Excerpts of pointing data
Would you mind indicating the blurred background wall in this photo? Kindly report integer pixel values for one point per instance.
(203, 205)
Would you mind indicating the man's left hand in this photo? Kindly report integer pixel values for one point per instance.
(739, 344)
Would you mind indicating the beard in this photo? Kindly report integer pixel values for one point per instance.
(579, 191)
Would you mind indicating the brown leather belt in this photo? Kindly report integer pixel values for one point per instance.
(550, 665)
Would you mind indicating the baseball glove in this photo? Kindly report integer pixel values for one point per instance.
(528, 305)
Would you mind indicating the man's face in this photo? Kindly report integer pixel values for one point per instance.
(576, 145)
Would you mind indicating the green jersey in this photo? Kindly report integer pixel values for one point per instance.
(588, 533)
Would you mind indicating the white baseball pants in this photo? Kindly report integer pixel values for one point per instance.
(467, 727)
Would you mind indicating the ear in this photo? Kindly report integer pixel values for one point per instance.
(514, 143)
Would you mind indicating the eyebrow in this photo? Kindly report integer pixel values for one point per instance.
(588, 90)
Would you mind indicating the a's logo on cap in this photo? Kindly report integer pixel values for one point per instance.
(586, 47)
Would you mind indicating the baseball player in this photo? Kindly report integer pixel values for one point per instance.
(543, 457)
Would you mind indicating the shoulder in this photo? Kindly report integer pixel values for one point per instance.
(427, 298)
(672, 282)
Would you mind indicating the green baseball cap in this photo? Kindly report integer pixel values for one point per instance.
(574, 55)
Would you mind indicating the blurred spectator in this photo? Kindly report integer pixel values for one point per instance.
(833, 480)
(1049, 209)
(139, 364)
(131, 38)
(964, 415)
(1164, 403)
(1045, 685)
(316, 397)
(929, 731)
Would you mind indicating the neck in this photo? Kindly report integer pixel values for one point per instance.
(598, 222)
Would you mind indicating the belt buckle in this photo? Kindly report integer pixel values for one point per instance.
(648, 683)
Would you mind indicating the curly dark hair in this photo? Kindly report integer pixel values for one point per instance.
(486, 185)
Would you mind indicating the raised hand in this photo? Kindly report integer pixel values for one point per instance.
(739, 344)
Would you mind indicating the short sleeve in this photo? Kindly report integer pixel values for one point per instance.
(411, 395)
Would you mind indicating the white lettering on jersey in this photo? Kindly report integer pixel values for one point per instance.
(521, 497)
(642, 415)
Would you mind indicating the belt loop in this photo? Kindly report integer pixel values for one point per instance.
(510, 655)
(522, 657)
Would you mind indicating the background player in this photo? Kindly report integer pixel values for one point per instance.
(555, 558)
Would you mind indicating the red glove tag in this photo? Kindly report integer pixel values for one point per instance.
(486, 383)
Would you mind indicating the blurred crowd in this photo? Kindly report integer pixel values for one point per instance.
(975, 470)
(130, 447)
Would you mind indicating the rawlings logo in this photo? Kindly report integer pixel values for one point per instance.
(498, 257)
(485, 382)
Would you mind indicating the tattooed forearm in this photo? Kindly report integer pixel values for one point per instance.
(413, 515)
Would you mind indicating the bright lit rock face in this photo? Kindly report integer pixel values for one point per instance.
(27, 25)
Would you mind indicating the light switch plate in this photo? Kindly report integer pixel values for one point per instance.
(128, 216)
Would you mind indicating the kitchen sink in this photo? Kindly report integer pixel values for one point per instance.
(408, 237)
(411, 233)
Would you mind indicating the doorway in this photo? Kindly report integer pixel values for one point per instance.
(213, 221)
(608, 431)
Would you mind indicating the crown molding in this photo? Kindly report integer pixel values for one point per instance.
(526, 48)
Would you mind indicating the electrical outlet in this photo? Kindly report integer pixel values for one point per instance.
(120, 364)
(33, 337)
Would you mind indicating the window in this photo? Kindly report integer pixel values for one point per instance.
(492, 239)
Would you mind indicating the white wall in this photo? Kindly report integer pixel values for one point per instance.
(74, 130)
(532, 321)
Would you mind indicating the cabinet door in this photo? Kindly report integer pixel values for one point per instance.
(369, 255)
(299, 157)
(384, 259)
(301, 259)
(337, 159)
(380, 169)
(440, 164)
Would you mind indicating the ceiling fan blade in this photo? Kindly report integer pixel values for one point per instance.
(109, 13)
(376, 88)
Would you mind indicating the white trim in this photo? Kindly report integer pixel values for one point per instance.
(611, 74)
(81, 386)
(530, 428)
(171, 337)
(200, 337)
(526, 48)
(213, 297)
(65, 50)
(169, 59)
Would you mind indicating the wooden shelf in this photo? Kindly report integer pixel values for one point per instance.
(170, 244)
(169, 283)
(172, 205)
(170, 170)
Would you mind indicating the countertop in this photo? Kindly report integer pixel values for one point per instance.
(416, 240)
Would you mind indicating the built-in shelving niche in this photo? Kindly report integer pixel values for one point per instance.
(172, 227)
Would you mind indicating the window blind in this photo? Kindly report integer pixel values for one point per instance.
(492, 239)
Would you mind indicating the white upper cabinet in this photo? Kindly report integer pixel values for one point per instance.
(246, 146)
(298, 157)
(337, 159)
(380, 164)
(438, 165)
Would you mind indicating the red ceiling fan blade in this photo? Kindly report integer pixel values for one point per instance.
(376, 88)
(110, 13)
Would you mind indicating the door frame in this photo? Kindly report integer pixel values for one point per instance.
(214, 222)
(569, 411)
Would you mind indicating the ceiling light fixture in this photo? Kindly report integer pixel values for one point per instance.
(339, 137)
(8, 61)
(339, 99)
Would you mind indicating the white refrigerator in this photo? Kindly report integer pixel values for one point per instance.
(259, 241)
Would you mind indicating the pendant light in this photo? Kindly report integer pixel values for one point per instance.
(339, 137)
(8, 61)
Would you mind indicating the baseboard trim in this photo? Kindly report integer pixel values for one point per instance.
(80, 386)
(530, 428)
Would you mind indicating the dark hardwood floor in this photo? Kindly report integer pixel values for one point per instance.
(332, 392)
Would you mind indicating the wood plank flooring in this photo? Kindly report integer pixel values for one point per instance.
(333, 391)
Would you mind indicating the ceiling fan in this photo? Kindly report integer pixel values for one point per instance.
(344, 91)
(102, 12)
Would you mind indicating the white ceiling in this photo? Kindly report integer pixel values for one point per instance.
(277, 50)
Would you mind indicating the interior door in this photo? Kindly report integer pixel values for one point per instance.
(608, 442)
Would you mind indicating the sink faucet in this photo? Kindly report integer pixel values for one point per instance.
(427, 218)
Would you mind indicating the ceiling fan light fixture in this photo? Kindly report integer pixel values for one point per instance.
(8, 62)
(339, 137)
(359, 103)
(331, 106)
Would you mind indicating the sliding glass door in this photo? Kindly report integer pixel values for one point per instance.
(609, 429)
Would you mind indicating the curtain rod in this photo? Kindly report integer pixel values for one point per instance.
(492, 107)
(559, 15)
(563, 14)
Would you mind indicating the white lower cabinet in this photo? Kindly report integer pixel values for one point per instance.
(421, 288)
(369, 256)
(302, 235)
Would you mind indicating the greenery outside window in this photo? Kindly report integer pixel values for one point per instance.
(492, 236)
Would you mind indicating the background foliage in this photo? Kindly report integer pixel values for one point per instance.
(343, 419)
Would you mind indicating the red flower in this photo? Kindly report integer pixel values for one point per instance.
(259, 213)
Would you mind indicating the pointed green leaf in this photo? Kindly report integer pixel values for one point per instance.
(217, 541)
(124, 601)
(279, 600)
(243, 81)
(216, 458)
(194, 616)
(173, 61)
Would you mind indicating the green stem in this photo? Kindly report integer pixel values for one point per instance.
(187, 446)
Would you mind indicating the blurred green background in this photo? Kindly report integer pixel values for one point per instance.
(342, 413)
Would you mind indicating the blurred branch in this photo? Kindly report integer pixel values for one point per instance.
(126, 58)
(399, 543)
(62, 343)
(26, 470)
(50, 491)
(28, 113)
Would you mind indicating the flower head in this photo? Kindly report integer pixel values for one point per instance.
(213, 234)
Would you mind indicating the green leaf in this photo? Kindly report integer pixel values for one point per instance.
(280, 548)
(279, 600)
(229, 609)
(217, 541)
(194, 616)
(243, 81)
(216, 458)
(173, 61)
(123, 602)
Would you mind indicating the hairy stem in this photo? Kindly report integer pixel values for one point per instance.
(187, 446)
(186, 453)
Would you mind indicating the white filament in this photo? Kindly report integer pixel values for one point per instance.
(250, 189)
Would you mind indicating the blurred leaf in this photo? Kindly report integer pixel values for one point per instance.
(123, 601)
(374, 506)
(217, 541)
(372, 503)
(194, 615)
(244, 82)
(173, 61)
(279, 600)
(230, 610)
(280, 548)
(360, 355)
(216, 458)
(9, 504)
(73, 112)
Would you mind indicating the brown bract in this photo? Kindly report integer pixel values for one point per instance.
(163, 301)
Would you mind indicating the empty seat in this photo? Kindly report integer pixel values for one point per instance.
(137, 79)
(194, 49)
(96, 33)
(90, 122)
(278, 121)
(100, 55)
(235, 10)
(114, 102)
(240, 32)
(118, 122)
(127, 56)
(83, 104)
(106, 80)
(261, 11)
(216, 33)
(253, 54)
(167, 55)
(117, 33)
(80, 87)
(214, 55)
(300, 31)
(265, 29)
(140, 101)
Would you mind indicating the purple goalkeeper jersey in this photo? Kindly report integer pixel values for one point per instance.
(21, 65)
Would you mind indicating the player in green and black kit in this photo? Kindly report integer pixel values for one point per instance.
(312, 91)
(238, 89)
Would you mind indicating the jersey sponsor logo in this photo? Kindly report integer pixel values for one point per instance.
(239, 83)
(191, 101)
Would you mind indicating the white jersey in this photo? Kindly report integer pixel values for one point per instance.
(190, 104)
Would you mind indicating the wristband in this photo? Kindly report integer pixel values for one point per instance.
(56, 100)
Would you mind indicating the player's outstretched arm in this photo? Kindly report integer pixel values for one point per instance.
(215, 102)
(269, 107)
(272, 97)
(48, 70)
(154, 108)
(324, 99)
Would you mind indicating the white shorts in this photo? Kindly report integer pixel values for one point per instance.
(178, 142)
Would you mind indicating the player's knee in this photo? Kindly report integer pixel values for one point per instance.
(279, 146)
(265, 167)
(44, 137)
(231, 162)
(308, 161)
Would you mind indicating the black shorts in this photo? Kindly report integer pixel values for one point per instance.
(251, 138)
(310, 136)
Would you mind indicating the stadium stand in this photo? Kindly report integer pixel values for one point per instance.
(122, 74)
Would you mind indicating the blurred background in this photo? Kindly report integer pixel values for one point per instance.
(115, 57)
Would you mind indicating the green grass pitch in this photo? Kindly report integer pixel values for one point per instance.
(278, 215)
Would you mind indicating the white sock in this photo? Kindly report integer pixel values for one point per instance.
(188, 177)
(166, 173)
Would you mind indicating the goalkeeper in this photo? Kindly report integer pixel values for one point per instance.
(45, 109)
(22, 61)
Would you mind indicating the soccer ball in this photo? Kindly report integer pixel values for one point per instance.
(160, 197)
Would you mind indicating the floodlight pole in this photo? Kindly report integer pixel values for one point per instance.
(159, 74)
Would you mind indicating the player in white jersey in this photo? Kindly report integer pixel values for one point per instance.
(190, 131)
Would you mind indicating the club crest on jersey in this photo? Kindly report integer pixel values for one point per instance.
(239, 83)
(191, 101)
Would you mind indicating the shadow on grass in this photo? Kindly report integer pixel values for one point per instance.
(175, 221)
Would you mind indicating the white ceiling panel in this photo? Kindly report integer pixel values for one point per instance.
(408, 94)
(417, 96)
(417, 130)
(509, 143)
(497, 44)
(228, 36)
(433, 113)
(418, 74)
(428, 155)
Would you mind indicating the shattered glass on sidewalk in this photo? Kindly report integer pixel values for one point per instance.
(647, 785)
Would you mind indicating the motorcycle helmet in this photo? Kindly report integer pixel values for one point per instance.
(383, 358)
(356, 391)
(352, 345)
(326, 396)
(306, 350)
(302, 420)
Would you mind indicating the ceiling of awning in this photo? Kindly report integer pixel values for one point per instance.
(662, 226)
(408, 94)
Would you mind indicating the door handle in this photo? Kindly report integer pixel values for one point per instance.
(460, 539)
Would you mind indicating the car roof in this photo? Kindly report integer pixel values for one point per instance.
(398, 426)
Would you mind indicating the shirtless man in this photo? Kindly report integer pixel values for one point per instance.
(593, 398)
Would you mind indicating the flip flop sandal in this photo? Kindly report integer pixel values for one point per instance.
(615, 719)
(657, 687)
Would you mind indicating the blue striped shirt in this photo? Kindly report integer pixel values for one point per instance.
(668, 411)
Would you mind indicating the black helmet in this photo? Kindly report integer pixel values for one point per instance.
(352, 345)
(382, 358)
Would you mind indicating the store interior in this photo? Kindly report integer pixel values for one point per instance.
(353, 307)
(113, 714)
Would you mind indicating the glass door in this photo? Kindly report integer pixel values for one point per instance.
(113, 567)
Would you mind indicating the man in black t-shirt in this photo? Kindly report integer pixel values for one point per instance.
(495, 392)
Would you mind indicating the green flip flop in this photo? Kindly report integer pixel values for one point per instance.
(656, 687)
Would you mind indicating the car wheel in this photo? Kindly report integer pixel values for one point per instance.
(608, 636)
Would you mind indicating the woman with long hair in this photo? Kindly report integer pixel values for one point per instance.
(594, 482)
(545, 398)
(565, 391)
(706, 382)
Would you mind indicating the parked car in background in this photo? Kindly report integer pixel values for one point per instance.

▶ _Aim_: Using the records above, please retype only the run of lines from the line holding "Would you mind indicating the green flip" through the last line, both ends included.

▶ _Complete response_:
Would you mind indicating the green flip flop in this photo? Kindly report integer pixel values for one point per instance.
(656, 687)
Would you mind indicating the car wheel in this photo? Kindly report integer pixel values for one point per instance.
(608, 636)
Would you mind indicating the woman with long hair in this photo? Kindly report integer pixel values for one point per instance.
(594, 482)
(545, 398)
(565, 391)
(706, 382)
Would you mind indicating the parked car in background in this photo? Kindly report integer pixel values for one point per instance.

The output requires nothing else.